Work to be completed => Return every line of the entries below that contains the string "tree".

Data records =>
══════════

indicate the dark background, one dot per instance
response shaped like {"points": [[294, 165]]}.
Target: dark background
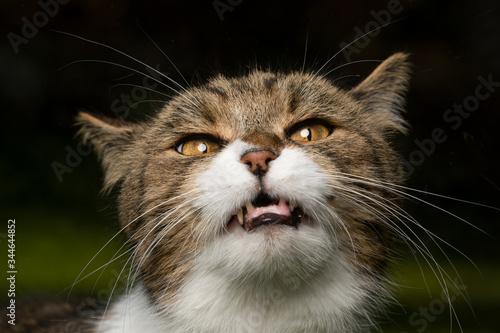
{"points": [[62, 221]]}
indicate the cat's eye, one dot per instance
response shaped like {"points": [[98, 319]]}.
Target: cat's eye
{"points": [[197, 147], [310, 132]]}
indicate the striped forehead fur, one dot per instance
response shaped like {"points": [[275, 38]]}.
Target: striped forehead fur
{"points": [[172, 219]]}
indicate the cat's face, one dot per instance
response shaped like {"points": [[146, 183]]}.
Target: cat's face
{"points": [[261, 178]]}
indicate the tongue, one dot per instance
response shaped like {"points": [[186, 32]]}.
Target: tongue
{"points": [[280, 209]]}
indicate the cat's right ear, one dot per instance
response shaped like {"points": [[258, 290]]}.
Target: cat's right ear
{"points": [[111, 140]]}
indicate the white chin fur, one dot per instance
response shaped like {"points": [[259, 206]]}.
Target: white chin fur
{"points": [[275, 279]]}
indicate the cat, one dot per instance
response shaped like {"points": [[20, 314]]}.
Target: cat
{"points": [[259, 203]]}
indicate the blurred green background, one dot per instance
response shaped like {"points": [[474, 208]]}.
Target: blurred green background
{"points": [[63, 221]]}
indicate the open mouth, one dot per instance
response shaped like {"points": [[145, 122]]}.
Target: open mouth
{"points": [[265, 210]]}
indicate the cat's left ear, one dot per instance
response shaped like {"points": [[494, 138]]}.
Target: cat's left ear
{"points": [[383, 92]]}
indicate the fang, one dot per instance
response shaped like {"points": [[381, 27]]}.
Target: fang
{"points": [[240, 216]]}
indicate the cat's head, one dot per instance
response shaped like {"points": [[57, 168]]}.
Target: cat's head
{"points": [[265, 177]]}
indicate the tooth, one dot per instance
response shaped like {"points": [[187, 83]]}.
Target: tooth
{"points": [[249, 206], [240, 216]]}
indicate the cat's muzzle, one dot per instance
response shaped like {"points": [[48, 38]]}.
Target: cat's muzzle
{"points": [[264, 210]]}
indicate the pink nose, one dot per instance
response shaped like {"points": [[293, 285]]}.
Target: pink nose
{"points": [[258, 161]]}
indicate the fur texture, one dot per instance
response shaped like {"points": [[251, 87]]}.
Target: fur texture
{"points": [[319, 266]]}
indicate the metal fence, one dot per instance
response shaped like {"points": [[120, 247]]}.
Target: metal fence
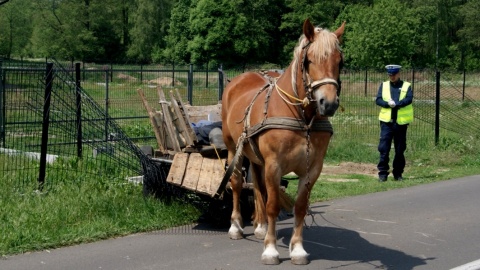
{"points": [[107, 118]]}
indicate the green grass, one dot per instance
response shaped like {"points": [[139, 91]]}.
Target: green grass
{"points": [[453, 157], [88, 207], [79, 208]]}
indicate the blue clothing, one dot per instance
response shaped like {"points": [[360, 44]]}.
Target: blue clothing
{"points": [[397, 133], [393, 132]]}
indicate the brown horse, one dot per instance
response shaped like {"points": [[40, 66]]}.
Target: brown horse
{"points": [[283, 123]]}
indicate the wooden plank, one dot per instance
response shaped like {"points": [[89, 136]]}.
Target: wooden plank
{"points": [[192, 172], [205, 177], [180, 121], [168, 120], [182, 107], [178, 168], [217, 176], [156, 128]]}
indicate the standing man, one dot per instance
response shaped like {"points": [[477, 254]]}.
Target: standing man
{"points": [[395, 99]]}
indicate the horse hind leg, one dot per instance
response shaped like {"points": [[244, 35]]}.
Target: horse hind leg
{"points": [[260, 196], [270, 253], [236, 222]]}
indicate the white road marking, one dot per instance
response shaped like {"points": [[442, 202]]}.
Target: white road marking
{"points": [[381, 221], [475, 265]]}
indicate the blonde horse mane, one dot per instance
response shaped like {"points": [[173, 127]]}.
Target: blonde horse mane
{"points": [[323, 45]]}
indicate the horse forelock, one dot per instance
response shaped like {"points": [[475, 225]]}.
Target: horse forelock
{"points": [[323, 45]]}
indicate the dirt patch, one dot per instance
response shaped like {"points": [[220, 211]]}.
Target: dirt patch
{"points": [[331, 172], [350, 168], [164, 81], [126, 77]]}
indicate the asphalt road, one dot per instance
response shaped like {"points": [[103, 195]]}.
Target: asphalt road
{"points": [[432, 226]]}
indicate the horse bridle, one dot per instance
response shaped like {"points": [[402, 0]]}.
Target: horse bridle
{"points": [[309, 85]]}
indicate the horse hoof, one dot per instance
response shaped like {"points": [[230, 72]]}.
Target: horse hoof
{"points": [[260, 232], [270, 256], [300, 260], [299, 256], [235, 234], [270, 260]]}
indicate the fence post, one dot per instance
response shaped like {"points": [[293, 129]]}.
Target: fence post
{"points": [[437, 107], [413, 79], [2, 105], [220, 82], [79, 110], [206, 76], [366, 81], [463, 88], [173, 74], [45, 124], [190, 85], [107, 103]]}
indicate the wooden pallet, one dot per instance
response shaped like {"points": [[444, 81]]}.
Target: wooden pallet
{"points": [[194, 172]]}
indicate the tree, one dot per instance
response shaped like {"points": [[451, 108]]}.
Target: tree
{"points": [[229, 32], [178, 35], [469, 35], [322, 13], [150, 24], [16, 28], [382, 34]]}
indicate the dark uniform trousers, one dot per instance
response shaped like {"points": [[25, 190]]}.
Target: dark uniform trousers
{"points": [[397, 133]]}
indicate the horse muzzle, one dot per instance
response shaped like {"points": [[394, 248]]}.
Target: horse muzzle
{"points": [[327, 107], [327, 99]]}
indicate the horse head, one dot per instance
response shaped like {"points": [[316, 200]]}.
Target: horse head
{"points": [[319, 57]]}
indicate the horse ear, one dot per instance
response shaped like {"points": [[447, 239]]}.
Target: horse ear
{"points": [[340, 30], [308, 30]]}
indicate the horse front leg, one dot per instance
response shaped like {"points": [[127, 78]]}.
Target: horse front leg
{"points": [[260, 197], [236, 223], [270, 253], [298, 255]]}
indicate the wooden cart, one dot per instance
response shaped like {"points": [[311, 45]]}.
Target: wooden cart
{"points": [[178, 144]]}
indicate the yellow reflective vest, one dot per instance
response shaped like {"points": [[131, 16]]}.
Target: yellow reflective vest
{"points": [[405, 114]]}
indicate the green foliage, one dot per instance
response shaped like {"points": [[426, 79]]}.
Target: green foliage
{"points": [[420, 33], [81, 208]]}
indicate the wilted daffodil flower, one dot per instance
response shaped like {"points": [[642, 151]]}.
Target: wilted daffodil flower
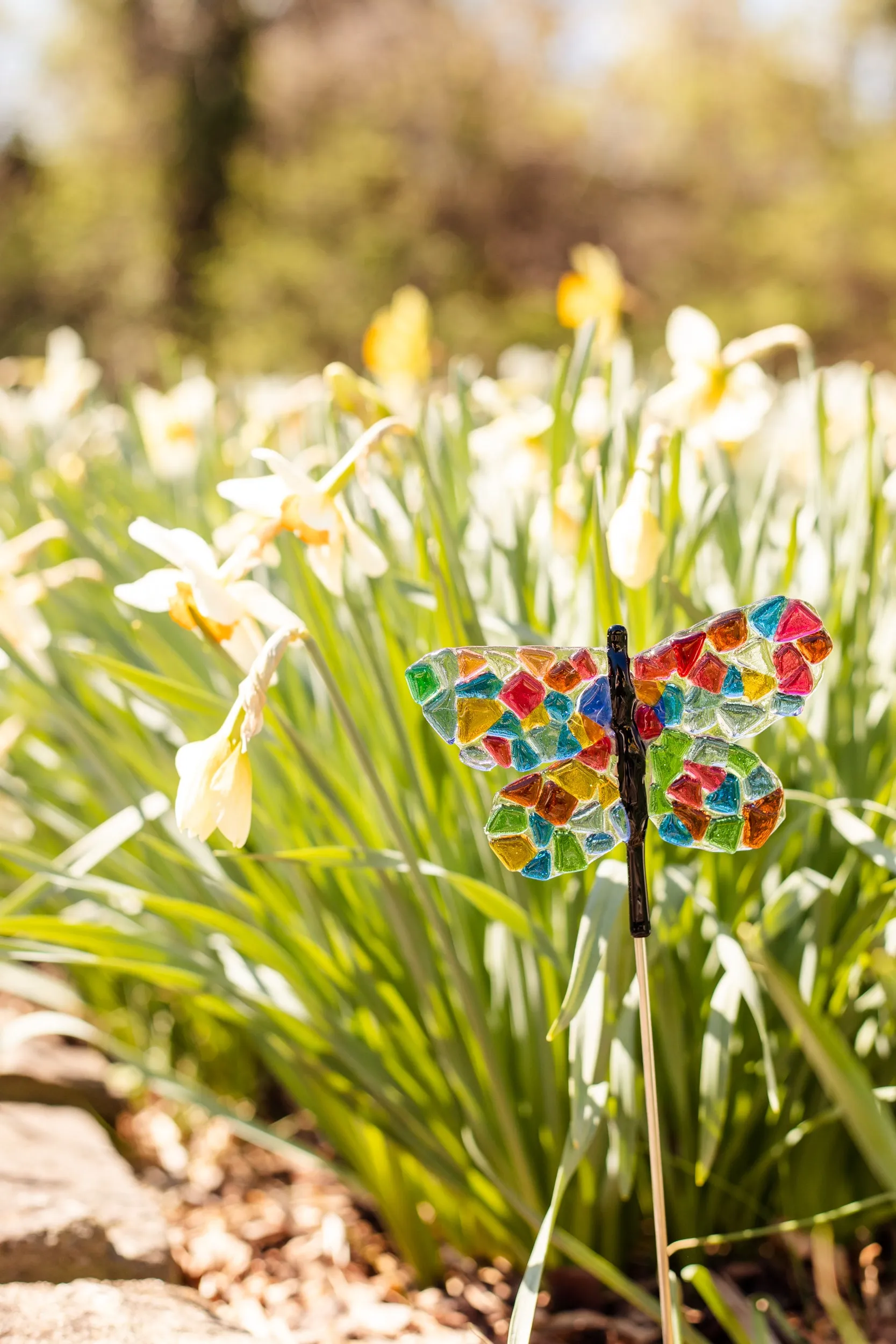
{"points": [[199, 595], [216, 789], [313, 510], [719, 394], [594, 288]]}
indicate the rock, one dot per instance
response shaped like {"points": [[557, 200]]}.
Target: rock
{"points": [[92, 1312], [70, 1206]]}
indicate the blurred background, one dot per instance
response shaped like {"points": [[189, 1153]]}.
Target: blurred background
{"points": [[248, 181]]}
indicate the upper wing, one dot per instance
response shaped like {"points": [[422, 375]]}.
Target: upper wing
{"points": [[543, 711], [701, 690]]}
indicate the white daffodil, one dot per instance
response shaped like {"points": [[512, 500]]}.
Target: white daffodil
{"points": [[719, 394], [216, 789], [200, 595], [20, 623], [173, 424], [313, 510]]}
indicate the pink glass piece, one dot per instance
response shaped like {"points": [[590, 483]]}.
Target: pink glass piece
{"points": [[795, 620]]}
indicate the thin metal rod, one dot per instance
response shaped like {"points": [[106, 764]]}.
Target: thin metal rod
{"points": [[653, 1139]]}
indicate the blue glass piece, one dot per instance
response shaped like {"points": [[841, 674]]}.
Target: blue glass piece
{"points": [[675, 831], [726, 799], [759, 783], [539, 867], [599, 842], [559, 706], [766, 616], [483, 687], [786, 705], [734, 683], [523, 756], [567, 745], [542, 830], [596, 702], [508, 726], [673, 703]]}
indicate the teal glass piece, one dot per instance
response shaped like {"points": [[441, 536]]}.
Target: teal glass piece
{"points": [[567, 745], [477, 757], [708, 752], [539, 867], [540, 830], [765, 616], [508, 819], [484, 686], [726, 799], [559, 706], [785, 706], [759, 783], [739, 718], [599, 842], [441, 714], [424, 682], [618, 819], [523, 756], [672, 702], [569, 855], [734, 683], [725, 834], [675, 831], [508, 726]]}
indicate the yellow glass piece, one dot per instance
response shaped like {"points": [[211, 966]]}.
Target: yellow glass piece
{"points": [[536, 719], [607, 791], [757, 684], [577, 778], [475, 718], [513, 851]]}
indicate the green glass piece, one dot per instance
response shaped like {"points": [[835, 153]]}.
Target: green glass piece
{"points": [[422, 682], [442, 716], [741, 719], [569, 855], [725, 834], [508, 819]]}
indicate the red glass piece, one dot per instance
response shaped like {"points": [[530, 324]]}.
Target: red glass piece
{"points": [[499, 749], [687, 651], [521, 694], [709, 776], [761, 818], [816, 648], [657, 664], [563, 676], [797, 619], [728, 632], [597, 756], [555, 804], [647, 722], [526, 791], [695, 820], [685, 789], [708, 674], [585, 666]]}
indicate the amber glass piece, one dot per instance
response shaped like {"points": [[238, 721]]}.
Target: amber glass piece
{"points": [[555, 804], [695, 820], [513, 851], [761, 819], [562, 676], [728, 632], [816, 648], [524, 791], [469, 662], [536, 660]]}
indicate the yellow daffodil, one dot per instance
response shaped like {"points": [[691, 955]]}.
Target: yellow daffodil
{"points": [[397, 345], [594, 288]]}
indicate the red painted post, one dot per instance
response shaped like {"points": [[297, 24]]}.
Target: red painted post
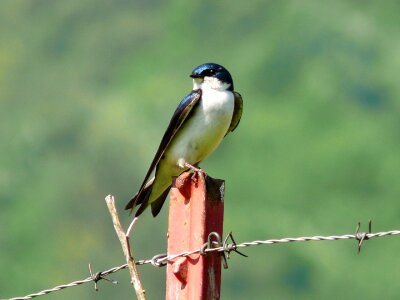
{"points": [[196, 209]]}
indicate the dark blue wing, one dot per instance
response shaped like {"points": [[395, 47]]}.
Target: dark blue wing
{"points": [[178, 118], [237, 112]]}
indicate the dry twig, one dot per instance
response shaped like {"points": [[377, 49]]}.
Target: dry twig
{"points": [[124, 240]]}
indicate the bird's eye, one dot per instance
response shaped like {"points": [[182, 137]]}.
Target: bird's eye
{"points": [[211, 72]]}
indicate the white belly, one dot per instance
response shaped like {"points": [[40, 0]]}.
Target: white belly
{"points": [[202, 134]]}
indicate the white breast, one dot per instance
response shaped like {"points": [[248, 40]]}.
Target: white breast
{"points": [[202, 134]]}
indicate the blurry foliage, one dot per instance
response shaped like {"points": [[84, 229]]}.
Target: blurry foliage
{"points": [[87, 89]]}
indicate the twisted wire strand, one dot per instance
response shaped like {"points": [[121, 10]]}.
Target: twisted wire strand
{"points": [[162, 259]]}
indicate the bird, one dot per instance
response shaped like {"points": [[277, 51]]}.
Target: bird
{"points": [[200, 122]]}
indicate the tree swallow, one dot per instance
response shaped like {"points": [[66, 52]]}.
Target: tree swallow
{"points": [[200, 122]]}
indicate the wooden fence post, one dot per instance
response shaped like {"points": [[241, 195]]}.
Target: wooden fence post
{"points": [[196, 209]]}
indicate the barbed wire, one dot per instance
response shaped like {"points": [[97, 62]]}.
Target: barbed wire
{"points": [[215, 244]]}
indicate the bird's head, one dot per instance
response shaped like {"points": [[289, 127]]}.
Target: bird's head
{"points": [[212, 76]]}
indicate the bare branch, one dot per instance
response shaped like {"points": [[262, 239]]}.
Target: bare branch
{"points": [[124, 240]]}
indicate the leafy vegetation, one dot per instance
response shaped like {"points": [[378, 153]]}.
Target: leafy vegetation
{"points": [[87, 89]]}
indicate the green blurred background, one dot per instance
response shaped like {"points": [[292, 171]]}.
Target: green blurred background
{"points": [[87, 89]]}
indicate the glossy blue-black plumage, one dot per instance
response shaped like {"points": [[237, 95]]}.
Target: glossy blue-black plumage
{"points": [[213, 70]]}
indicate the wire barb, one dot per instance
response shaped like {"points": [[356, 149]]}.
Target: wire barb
{"points": [[228, 248], [362, 236], [216, 246]]}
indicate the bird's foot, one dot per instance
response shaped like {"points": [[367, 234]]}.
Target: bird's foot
{"points": [[195, 170]]}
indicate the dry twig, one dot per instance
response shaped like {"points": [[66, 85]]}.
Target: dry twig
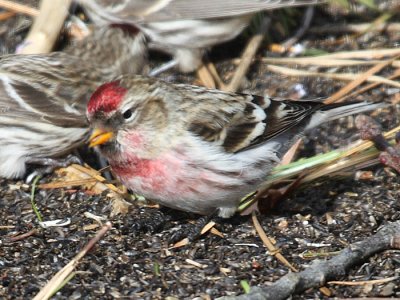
{"points": [[47, 26], [58, 279], [320, 272]]}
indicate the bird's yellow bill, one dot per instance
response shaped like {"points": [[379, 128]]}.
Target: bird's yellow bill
{"points": [[99, 137]]}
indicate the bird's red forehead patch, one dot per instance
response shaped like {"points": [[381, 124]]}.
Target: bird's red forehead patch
{"points": [[106, 98]]}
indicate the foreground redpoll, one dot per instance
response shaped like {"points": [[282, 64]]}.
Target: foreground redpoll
{"points": [[185, 28], [43, 97], [195, 149]]}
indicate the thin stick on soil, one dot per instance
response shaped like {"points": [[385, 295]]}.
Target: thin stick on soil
{"points": [[18, 8], [47, 26], [322, 271], [59, 279]]}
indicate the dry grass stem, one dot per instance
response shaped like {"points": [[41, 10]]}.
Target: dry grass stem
{"points": [[58, 279], [46, 27], [270, 246], [19, 8]]}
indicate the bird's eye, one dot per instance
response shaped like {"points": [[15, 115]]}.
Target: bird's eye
{"points": [[127, 114]]}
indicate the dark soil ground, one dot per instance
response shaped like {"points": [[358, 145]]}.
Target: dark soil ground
{"points": [[320, 219]]}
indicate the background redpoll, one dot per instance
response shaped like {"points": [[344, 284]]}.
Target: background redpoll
{"points": [[43, 97], [184, 28], [196, 149]]}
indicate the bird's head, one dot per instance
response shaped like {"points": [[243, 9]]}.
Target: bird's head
{"points": [[127, 112]]}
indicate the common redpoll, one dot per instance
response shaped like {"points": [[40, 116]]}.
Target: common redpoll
{"points": [[196, 149], [43, 97], [185, 28]]}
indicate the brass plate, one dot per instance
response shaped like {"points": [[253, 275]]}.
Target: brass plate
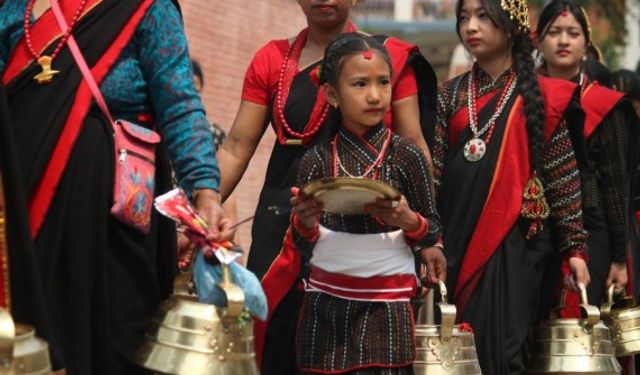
{"points": [[346, 195]]}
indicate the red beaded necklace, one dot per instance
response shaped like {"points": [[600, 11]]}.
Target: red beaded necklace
{"points": [[45, 61], [337, 164], [288, 71]]}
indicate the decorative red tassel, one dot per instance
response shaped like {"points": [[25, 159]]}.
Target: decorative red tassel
{"points": [[534, 205]]}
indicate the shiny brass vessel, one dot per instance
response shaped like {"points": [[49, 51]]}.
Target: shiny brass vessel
{"points": [[190, 338], [21, 352], [574, 346], [443, 349], [623, 319]]}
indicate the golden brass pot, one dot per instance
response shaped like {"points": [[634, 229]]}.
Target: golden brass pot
{"points": [[21, 352], [191, 338], [574, 346], [624, 323], [443, 349]]}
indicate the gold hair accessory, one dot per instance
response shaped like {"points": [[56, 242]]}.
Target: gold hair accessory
{"points": [[589, 30], [518, 11]]}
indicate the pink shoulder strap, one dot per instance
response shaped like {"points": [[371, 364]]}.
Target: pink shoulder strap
{"points": [[82, 63]]}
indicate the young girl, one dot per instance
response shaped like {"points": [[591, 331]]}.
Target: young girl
{"points": [[356, 316], [564, 36], [505, 174]]}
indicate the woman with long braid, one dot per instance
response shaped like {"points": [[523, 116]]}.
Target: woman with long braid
{"points": [[506, 178], [564, 36]]}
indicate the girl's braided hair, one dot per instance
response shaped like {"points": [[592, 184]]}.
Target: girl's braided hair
{"points": [[344, 45]]}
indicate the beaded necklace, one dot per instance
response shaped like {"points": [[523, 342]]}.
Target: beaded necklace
{"points": [[288, 71], [476, 147], [337, 163], [45, 61]]}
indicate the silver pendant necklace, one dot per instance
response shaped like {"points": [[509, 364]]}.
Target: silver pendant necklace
{"points": [[476, 147]]}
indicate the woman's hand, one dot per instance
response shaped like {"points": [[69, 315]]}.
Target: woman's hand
{"points": [[207, 203], [306, 209], [395, 213], [436, 266], [579, 274], [618, 276]]}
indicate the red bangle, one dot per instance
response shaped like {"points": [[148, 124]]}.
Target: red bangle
{"points": [[308, 233], [417, 234]]}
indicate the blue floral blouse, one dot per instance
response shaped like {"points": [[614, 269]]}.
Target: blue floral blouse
{"points": [[153, 75]]}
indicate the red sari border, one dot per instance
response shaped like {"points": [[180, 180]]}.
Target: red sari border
{"points": [[276, 283], [44, 192], [45, 31], [597, 101], [502, 208]]}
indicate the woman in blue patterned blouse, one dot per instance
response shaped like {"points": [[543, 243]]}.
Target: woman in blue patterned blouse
{"points": [[102, 279]]}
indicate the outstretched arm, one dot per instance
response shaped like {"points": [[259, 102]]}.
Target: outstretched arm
{"points": [[233, 157]]}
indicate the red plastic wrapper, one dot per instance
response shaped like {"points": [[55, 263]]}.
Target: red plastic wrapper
{"points": [[176, 206]]}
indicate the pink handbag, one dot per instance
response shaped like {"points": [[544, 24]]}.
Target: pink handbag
{"points": [[134, 180]]}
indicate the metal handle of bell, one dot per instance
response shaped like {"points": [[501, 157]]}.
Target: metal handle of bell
{"points": [[590, 313], [7, 336], [234, 294]]}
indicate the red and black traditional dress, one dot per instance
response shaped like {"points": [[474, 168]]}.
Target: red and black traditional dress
{"points": [[102, 279], [20, 282], [606, 179], [493, 269], [300, 120], [356, 316]]}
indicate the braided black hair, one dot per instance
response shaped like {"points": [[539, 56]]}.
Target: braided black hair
{"points": [[628, 82], [529, 87], [344, 45]]}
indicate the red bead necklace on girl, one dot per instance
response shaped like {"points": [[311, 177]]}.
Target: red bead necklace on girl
{"points": [[288, 71], [374, 167], [45, 61]]}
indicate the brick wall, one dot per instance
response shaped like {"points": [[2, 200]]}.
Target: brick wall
{"points": [[223, 36]]}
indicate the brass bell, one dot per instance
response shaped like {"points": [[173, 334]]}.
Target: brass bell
{"points": [[574, 346], [191, 338], [21, 352], [443, 349], [624, 322]]}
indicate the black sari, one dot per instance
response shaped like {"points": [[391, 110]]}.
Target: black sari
{"points": [[495, 272], [102, 280], [25, 297]]}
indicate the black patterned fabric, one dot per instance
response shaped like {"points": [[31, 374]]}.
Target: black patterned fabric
{"points": [[341, 335]]}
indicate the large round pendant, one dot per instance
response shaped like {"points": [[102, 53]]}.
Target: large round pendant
{"points": [[475, 149]]}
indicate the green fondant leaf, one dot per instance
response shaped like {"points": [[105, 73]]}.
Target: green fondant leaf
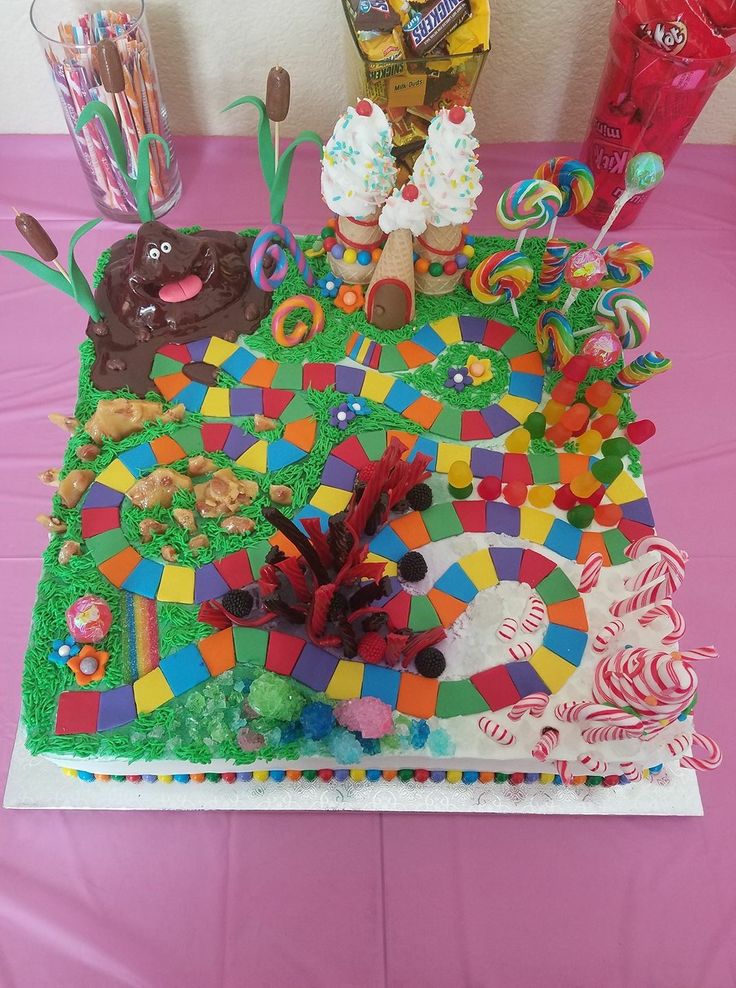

══════════

Answer for this exercise =>
indicate the tree, one dot per instance
Target: tree
indicate the tree swallow, one dot per instance
Target: tree swallow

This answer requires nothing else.